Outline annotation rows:
◇ ◇ ◇ ◇
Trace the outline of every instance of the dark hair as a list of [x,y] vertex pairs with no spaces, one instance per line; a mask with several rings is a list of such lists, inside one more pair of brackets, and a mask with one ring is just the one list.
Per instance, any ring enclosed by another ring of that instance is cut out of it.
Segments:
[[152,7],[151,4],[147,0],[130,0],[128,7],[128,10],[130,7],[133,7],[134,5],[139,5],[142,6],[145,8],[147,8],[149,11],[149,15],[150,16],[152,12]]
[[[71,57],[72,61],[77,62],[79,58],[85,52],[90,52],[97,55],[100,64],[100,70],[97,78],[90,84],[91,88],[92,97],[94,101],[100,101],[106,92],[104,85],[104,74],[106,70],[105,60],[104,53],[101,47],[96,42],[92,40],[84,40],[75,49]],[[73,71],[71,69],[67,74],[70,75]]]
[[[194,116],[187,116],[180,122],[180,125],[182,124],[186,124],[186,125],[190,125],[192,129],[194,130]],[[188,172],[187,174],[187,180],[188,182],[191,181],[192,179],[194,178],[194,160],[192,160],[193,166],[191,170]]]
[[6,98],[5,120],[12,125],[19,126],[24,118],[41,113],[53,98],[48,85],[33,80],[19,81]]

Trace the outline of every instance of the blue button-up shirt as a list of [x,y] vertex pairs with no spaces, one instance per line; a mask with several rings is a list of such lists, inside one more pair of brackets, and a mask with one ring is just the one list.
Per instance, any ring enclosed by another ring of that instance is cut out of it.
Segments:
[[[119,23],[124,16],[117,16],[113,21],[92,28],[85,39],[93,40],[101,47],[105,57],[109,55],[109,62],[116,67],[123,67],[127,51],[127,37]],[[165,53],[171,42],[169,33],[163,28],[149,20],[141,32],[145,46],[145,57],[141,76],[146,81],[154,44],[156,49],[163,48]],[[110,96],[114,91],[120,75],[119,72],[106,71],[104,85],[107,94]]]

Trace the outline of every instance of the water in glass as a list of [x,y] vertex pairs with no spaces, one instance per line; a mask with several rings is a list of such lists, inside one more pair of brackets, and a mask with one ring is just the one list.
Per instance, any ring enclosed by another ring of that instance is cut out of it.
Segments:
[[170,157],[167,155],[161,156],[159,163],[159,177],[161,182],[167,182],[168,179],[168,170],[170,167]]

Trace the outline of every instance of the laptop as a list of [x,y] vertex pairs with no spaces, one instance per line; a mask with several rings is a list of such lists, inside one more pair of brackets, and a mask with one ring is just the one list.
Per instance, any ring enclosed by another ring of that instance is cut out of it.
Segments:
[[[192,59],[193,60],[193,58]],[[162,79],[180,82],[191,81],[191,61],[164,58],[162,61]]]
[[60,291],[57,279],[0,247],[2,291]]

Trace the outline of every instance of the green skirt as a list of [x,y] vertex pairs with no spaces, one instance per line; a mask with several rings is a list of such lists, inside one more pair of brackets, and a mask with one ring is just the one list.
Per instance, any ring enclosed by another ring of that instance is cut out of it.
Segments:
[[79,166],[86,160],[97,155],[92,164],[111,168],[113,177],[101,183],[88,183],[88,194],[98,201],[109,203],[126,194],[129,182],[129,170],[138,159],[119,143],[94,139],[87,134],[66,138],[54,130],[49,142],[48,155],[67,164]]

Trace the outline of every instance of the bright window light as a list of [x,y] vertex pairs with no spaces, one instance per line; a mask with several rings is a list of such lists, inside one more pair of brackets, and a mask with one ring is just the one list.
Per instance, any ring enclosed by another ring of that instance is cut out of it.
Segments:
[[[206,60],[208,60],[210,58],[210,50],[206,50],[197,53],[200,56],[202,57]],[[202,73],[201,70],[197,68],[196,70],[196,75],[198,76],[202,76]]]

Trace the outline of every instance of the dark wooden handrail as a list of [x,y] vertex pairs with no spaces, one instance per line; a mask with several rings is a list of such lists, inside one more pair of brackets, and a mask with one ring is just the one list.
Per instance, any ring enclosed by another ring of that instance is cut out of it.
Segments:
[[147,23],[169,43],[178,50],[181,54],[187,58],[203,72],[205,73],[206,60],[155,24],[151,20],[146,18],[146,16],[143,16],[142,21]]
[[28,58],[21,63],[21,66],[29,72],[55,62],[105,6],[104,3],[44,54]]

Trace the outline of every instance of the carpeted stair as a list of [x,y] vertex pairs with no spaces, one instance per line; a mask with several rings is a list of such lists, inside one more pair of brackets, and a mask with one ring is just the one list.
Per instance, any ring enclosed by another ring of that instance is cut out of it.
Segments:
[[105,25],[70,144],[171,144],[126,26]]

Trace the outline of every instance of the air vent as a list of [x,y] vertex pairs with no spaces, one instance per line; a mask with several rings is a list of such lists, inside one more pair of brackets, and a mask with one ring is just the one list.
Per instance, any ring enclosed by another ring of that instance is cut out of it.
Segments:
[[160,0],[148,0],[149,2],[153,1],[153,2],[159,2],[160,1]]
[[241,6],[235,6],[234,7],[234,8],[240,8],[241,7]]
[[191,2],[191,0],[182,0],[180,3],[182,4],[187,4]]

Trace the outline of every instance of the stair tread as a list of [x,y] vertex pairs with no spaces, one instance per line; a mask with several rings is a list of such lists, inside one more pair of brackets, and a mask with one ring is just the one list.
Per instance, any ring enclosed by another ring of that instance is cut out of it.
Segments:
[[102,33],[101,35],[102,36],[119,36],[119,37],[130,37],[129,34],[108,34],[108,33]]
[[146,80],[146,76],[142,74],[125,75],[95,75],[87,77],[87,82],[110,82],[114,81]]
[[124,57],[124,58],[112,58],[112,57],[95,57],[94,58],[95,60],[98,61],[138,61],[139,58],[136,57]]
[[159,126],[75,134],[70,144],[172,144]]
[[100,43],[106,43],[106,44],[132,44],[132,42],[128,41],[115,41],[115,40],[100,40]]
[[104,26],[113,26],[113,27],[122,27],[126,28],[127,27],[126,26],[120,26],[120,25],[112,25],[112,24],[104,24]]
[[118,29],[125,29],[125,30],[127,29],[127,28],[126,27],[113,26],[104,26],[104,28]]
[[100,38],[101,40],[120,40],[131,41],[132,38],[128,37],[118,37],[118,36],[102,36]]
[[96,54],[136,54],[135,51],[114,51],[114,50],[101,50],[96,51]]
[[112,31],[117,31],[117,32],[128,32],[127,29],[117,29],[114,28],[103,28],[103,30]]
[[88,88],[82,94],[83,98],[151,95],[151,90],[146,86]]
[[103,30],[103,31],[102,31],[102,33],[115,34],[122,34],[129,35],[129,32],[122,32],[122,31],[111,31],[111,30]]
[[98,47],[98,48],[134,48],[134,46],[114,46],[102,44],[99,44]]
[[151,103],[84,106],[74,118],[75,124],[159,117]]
◇ ◇ ◇ ◇
What the task asks: Rewrite all the rows above, changing every "vertex pairs" to "coordinate pairs" and leaving everything else the same.

Problem solution:
Trace the outline of every instance of the dark hair as a list of [x,y] coordinate pairs with no spaces, one instance per line; a mask with several rings is a list of such lists, inside one more pair of brackets, and a mask with one ring is just the one list.
Per instance, any ring enclosed by another ring of that instance is cut out of it.
Segments:
[[152,7],[151,4],[147,0],[130,0],[128,7],[128,10],[130,7],[133,7],[134,5],[139,5],[142,6],[145,8],[147,8],[149,11],[149,15],[150,16],[152,12]]
[[[71,57],[72,61],[77,62],[79,58],[85,52],[90,52],[97,55],[100,64],[100,70],[97,78],[90,84],[91,88],[92,97],[94,101],[100,101],[106,92],[104,85],[104,74],[106,70],[105,60],[104,53],[101,47],[96,42],[92,40],[84,40],[75,49]],[[73,71],[71,69],[67,74],[70,75]]]
[[[194,116],[187,116],[180,122],[180,125],[182,124],[186,124],[186,125],[190,125],[192,129],[194,130]],[[188,172],[187,174],[187,180],[188,182],[191,181],[192,179],[194,178],[194,160],[192,160],[193,166],[191,170]]]
[[6,98],[5,120],[12,125],[19,126],[24,118],[41,113],[53,98],[48,85],[33,80],[19,81]]

Trace the outline of every instance of the blue button-up shirt as a list of [x,y] coordinate pairs with no spaces, one instance per line; a mask with several rings is a list of such lists, inside one more pair of brackets, and a mask with one ring is just the one list.
Per instance, any ring enclosed by another ring of that instance is cut out of it.
Segments:
[[[119,23],[124,16],[117,16],[113,21],[92,28],[85,39],[93,40],[101,47],[105,57],[109,55],[109,62],[116,67],[123,67],[127,51],[127,37]],[[165,53],[171,42],[169,33],[163,28],[149,20],[141,32],[145,46],[145,57],[141,76],[146,81],[154,44],[156,49],[163,48]],[[110,96],[114,91],[120,75],[119,72],[106,71],[104,85],[107,94]]]

Trace the outline of every instance of the water in glass as a list of [x,y] coordinate pairs with no spaces, one instance per line; a mask with several rings is a list of such lists, inside one more pair of brackets, and a mask with one ring is just the one list.
Per instance, any ring enclosed by another ring of that instance is cut out of it.
Segments:
[[170,157],[167,155],[161,156],[159,163],[159,177],[161,182],[167,182],[168,179],[168,170],[170,167]]

Trace the outline of every instance of the laptop as a list of [x,y] coordinate pairs with no spaces, one instance per line; a mask with several rings is a list of such lists, inside one more pair of brackets, and a mask with one ring is just the one list.
Per instance, any ring enclosed by another ring of that instance is cut out of it.
Segments:
[[[192,59],[193,60],[193,58]],[[162,79],[180,82],[191,81],[191,61],[164,58],[162,61]]]
[[60,291],[57,279],[0,247],[2,291]]

Trace the outline of every instance of the green skirt as a list of [x,y] coordinate pairs with no spaces, one instance per line; a mask with several rings is a list of such lists, inside one more pair of brackets, and a mask with one ring is just the one list.
Per instance, any ring enclosed by another ring of that instance is cut out of it.
Segments:
[[79,166],[86,160],[97,155],[92,164],[111,168],[113,177],[101,183],[88,183],[88,194],[98,201],[109,203],[126,194],[129,182],[129,170],[138,159],[119,143],[94,139],[87,134],[66,138],[54,130],[49,142],[48,155],[67,164]]

Trace the outline of every instance of the bright window light as a list of [x,y] coordinate pairs with no spaces, one instance per line; a mask with several rings is a list of such lists, inside one more pair of brackets, and a mask with one ring is just the one list.
Per instance, any ring enclosed by another ring of that instance is cut out of it.
Segments:
[[[206,60],[208,60],[210,58],[210,50],[206,50],[197,53],[200,56],[202,57]],[[202,73],[201,70],[197,68],[196,70],[196,75],[198,76],[202,76]]]

Trace the outline of every instance of the dark wooden handrail as a list of [x,y] coordinate pairs with no spaces, one instance per line; a mask with several rings is a list of such lists, inside one more pair of brackets, and a mask with one ring is just the one list.
Per instance, any ring enclosed by another ring of that instance is cut out of it.
Segments:
[[147,23],[169,43],[178,50],[181,54],[187,58],[203,72],[205,73],[206,60],[155,24],[151,20],[146,18],[146,16],[143,16],[142,21]]
[[28,58],[21,63],[21,66],[29,72],[55,62],[105,6],[104,3],[44,54]]

Trace the outline of every instance of the carpeted stair as a list of [x,y] coordinate pairs with no spaces, one instance per line; a mask with several rings is a list of such lists, inside one more pair of brackets, and a mask with one ring is just the one list.
Per instance, any ring enclosed by another ring of that instance is cut out of it.
Segments:
[[105,25],[70,144],[171,144],[126,26]]

Trace the outline of every instance of the air vent as a list of [x,y] coordinate pairs with no spaces, one instance per line; a mask with several rings is a list of such lists, inside one more pair of brackets, and a mask with one ring is just the one list.
Per instance, any ring enclosed by another ring of that instance is cut out of it.
Segments:
[[160,0],[148,0],[149,2],[153,1],[153,2],[159,2],[160,1]]
[[241,6],[235,6],[234,7],[234,8],[240,8],[241,7]]
[[191,2],[191,0],[182,0],[180,3],[182,4],[187,4]]

Trace the outline of every instance of the stair tread as a list of [x,y] coordinate pairs with no spaces, one instance per line; a mask with several rings is a list of such lists, inside one more pair of brackets, and a mask with one ring is just the one list.
Per instance, any ring enclosed by another ring of that instance is cut out of it.
Segments:
[[102,33],[101,35],[102,36],[119,36],[119,37],[130,37],[129,34],[108,34],[108,33]]
[[146,80],[146,76],[142,74],[125,75],[95,75],[87,77],[87,82],[110,82],[114,81]]
[[124,57],[124,58],[112,58],[112,57],[95,57],[94,58],[95,60],[98,61],[138,61],[139,58],[136,57]]
[[159,126],[75,134],[70,144],[172,144]]
[[100,43],[106,43],[106,44],[132,44],[132,42],[128,41],[115,41],[115,40],[100,40]]
[[104,26],[113,26],[113,27],[122,27],[126,28],[127,27],[126,26],[120,26],[120,25],[112,25],[112,24],[104,24]]
[[118,29],[125,29],[125,30],[127,29],[127,28],[126,27],[113,26],[104,26],[104,28]]
[[100,38],[101,40],[120,40],[131,41],[132,38],[128,37],[118,37],[118,36],[102,36]]
[[96,54],[136,54],[135,51],[114,51],[114,50],[101,50],[96,51]]
[[112,31],[117,31],[117,32],[128,32],[127,29],[117,29],[114,28],[103,28],[103,30]]
[[88,88],[82,94],[83,98],[151,95],[151,90],[146,86]]
[[103,30],[103,31],[102,31],[102,33],[115,34],[122,34],[129,35],[129,32],[122,32],[122,31],[111,31],[111,30]]
[[98,47],[98,48],[134,48],[134,46],[114,46],[102,44],[99,44]]
[[151,103],[84,106],[74,118],[75,124],[159,117]]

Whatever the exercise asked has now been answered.